- What you are asked to do:
Pull out every line below that contains the word "providing", and treat uppercase and lowercase as different.

- Supplied information:
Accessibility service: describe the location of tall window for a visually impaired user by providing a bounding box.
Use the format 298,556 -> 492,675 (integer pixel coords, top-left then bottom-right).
...
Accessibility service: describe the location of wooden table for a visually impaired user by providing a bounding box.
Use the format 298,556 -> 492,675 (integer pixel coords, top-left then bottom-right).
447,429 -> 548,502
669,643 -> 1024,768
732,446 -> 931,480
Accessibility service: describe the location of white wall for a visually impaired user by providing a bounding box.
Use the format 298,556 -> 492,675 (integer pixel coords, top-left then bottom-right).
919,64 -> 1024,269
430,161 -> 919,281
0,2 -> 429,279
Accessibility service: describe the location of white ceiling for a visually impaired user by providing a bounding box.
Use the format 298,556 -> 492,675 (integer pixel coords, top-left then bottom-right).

- Exercise result:
Accessibility service: describe the location of tall window for a visually impaired user by providing a bounding box.
Accessibility service: describe the location of wooden table for a visually impaired user by providing a bounding box.
Accessibility service: describe the location of white wall for a visually impaired user by providing a bounding box.
Accessibility service: describe the location of white ceiling for a visually impaired user by providing a bounding box.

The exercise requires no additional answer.